## ARTICLE

* * * * * * *

A-t-on déjà connu des collèges expérimentaux ?

Oui.Indépendamment des établissements expérimentaux d’après 1968 comme celui de Saint-Nazaire, il y avait eu en 1967 les « 28 collèges » dont le plus fameux était celui de Marly-le-Roi déjà très orienté technologie. Annie Bireaud lui a consacré une thèse. C’était inspiré d’un exemple américain. On avait lancé un plan d’équipement des écoles normales en circuit de télévision interne de façon à encourager la vidéo formation avec des séquences courtes qui étaient montrées aux enseignants et qui servaient de supports de cours aux enseignants et aux élèves. Ces documents étaient ensuite diffusés dans des collèges satellites. Puis il y a eu, au début des années 1970, 17 collèges qui utilisaient les idées de team teaching, de centres d’auto documentation.

Et sur le plan informatique ?

Au niveau du lycée, il y a eu les « 58 lycées » au début des années 1970. On a implanté une formation lourde des enseignants à l’informatique avec de grosses machines. C’était le début des expérimentations informatiques avec une cellule expérimentale à la Direction des lycées et collèges du ministère. Ensuite, il y a eu une montée en puissance de l’informatique et de scientifiques avec le plan des « 10 000 micros » en 1979. Avec l’arrivée de la gauche en 1983 on étend le plan d’équipement pour passer de 10 000 micros à « 100 000 micros ». Puis c’est le plan Informatique pour tous en 1985. On était dans une logique de généralisation.

* * * * * * *

## DONNÉES FOURNIES
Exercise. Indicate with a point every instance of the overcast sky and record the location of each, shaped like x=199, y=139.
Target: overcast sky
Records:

* * * * * * *

## CONSIGNE
Pouvez-vous extraire mot pour mot, de l'article sur les établissements expérimentaux, le passage qui commence par « Oui.Indépendamment des établissements » et se termine par « centres d’auto documentation. » ? Vous n'aurez pas besoin des lignes.

## RÉSULTAT
Oui.Indépendamment des établissements expérimentaux d’après 1968 comme celui de Saint-Nazaire, il y avait eu en 1967 les « 28 collèges » dont le plus fameux était celui de Marly-le-Roi déjà très orienté technologie. Annie Bireaud lui a consacré une thèse. C’était inspiré d’un exemple américain. On avait lancé un plan d’équipement des écoles normales en circuit de télévision interne de façon à encourager la vidéo formation avec des séquences courtes qui étaient montrées aux enseignants et qui servaient de supports de cours aux enseignants et aux élèves. Ces documents étaient ensuite diffusés dans des collèges satellites. Puis il y a eu, au début des années 1970, 17 collèges qui utilisaient les idées de team teaching, de centres d’auto documentation.